**** Task input
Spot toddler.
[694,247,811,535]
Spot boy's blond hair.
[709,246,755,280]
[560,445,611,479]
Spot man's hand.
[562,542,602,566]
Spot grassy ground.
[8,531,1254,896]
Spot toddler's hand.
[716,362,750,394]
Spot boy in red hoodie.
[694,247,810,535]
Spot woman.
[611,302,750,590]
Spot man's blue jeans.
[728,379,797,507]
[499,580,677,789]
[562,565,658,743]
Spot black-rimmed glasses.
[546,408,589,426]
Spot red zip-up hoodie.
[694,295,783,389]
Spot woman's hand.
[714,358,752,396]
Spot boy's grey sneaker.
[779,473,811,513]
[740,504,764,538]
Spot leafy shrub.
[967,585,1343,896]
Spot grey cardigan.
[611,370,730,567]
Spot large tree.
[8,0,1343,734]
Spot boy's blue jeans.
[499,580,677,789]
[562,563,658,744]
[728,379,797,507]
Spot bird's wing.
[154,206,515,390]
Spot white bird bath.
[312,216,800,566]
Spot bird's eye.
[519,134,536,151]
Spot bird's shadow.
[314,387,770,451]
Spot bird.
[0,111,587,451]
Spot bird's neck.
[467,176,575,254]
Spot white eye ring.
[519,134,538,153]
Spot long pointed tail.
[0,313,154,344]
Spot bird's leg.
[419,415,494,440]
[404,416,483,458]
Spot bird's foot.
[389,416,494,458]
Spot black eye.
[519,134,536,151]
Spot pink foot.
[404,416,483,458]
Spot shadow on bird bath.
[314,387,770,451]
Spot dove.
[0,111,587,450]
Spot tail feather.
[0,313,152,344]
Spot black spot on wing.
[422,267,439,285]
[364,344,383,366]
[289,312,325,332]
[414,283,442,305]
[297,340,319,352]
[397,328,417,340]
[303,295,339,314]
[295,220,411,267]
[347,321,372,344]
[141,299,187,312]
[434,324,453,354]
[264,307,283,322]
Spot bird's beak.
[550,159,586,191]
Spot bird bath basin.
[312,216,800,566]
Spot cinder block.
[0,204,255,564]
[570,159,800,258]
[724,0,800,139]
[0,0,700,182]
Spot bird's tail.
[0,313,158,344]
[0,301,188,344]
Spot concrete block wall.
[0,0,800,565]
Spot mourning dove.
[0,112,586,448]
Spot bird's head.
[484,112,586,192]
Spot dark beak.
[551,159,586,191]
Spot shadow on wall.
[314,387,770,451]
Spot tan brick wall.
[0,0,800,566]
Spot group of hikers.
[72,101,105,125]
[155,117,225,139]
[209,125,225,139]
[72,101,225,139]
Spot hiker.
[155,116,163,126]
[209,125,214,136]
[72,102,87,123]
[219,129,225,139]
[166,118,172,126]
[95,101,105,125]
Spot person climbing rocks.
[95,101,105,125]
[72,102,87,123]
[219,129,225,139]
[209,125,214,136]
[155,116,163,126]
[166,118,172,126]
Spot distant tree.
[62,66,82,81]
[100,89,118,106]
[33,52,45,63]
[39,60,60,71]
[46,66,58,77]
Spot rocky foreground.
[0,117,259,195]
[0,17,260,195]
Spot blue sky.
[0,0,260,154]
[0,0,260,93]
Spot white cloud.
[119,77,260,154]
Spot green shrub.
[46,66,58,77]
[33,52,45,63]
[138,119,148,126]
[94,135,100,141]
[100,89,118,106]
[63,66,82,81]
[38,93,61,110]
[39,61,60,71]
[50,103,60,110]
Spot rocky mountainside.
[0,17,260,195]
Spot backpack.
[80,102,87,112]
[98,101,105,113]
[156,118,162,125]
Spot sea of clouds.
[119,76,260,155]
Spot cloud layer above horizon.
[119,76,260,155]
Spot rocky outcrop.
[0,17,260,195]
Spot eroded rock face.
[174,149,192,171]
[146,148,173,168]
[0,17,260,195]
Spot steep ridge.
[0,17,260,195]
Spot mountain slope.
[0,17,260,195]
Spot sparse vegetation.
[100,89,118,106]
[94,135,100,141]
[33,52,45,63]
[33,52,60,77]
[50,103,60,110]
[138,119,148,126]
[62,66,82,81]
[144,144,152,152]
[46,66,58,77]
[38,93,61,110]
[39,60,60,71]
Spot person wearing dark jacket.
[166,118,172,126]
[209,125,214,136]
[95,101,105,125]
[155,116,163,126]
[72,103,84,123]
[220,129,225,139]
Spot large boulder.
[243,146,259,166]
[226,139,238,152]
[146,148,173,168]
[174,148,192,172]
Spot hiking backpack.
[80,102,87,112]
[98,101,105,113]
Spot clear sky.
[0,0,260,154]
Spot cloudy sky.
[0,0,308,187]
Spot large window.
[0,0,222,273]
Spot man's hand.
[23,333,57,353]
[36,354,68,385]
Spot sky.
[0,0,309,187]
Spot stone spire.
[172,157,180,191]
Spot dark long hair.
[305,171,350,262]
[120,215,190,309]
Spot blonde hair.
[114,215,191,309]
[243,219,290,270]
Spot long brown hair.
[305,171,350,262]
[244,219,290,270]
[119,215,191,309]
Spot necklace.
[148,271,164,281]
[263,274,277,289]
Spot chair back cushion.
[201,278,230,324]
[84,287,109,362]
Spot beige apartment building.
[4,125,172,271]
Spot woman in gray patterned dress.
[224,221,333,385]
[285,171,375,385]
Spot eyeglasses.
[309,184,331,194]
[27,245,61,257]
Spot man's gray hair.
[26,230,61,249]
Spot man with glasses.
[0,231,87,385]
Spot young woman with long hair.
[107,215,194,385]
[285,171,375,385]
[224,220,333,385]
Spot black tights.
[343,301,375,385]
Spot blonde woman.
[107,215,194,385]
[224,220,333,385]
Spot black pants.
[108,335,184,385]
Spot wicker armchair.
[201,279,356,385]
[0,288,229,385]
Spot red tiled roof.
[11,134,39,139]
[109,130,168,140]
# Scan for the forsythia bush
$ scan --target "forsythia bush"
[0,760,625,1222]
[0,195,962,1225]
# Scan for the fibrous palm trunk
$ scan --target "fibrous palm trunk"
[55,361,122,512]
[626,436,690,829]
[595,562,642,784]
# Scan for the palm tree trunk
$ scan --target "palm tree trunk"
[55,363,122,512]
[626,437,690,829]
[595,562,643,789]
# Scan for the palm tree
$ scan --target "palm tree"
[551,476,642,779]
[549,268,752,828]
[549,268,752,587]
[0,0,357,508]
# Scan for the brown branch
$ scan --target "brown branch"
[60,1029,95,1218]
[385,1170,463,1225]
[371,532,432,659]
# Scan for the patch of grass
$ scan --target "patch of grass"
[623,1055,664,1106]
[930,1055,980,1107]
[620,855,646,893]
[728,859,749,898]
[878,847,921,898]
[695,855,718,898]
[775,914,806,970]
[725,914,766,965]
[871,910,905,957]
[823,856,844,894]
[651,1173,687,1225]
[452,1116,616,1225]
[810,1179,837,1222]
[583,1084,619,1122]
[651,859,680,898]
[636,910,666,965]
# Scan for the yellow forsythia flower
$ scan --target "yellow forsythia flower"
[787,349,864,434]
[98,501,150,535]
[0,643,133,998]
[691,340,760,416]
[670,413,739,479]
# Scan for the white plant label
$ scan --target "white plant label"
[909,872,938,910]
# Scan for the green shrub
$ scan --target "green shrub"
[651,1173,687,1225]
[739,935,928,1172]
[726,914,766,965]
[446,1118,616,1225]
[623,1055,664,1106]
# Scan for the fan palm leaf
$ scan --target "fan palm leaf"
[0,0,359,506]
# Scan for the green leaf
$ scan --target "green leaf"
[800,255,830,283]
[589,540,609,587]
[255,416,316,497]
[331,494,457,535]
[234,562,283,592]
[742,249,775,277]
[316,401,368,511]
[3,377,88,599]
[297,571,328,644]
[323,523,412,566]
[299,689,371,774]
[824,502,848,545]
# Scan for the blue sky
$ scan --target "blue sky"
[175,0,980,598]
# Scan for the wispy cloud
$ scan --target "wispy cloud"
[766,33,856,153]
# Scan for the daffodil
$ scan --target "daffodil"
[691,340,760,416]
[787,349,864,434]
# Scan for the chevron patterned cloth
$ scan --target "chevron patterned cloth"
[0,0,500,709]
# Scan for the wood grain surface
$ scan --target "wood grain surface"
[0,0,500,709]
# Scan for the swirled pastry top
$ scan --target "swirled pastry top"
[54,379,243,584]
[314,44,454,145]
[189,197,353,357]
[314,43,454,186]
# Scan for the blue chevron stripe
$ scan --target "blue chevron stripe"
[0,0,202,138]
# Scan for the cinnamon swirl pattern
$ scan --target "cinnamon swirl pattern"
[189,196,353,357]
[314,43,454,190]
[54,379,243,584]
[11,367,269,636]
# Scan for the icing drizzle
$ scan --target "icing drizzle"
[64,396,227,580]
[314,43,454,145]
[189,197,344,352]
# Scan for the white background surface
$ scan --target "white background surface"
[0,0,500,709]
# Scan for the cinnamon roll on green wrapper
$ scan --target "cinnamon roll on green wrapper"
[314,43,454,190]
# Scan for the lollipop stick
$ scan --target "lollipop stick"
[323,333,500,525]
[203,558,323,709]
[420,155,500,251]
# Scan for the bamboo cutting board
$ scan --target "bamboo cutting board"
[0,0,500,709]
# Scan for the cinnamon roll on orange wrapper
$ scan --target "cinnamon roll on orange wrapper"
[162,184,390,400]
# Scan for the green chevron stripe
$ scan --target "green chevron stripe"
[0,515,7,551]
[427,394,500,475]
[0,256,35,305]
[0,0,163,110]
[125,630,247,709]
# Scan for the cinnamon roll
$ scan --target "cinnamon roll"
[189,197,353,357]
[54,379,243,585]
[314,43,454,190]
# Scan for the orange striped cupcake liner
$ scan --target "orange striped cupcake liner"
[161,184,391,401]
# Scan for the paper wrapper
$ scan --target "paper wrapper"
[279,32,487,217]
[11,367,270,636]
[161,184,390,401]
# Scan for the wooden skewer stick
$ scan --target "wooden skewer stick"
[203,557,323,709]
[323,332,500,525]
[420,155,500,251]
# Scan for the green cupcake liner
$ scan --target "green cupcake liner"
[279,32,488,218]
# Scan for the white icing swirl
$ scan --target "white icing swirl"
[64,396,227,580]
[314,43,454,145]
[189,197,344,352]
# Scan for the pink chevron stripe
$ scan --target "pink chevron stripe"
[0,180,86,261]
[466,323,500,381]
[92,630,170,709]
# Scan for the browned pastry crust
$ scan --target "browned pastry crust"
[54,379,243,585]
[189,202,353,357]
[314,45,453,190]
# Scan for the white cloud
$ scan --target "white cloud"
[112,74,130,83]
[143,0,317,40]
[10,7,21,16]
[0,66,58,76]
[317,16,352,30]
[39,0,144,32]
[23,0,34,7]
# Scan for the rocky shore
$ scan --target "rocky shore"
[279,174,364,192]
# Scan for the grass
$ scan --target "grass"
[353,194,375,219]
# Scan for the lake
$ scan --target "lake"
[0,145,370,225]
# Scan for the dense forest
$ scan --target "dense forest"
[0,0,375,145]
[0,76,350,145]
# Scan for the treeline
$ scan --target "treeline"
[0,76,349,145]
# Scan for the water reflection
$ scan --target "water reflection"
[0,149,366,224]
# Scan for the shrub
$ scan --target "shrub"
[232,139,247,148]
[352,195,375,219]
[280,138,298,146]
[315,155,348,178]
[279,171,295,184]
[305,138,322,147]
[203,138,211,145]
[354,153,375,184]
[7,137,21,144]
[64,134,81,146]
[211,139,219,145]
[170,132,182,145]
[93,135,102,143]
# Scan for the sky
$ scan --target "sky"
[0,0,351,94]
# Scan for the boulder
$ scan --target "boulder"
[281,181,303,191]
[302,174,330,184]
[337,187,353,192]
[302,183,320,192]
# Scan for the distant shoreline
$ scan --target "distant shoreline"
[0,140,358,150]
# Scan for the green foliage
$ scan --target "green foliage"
********
• [Short task]: Starting at the line of the listing that contains "Spot man's blue jeans." and ending after the line that contains "[740,504,764,538]", present those lines as a numbered list, omitting any blank lines.

• [Response below]:
1. Spot man's blue jeans.
2. [728,379,797,507]
3. [499,580,677,789]
4. [562,565,658,743]
5. Spot black-rimmed glasses.
6. [546,408,589,426]
7. Spot red zip-up hoodie.
8. [694,295,783,389]
9. Spot woman's hand.
10. [714,358,752,396]
11. Spot boy's grey sneaker.
12. [779,473,811,513]
13. [740,504,764,538]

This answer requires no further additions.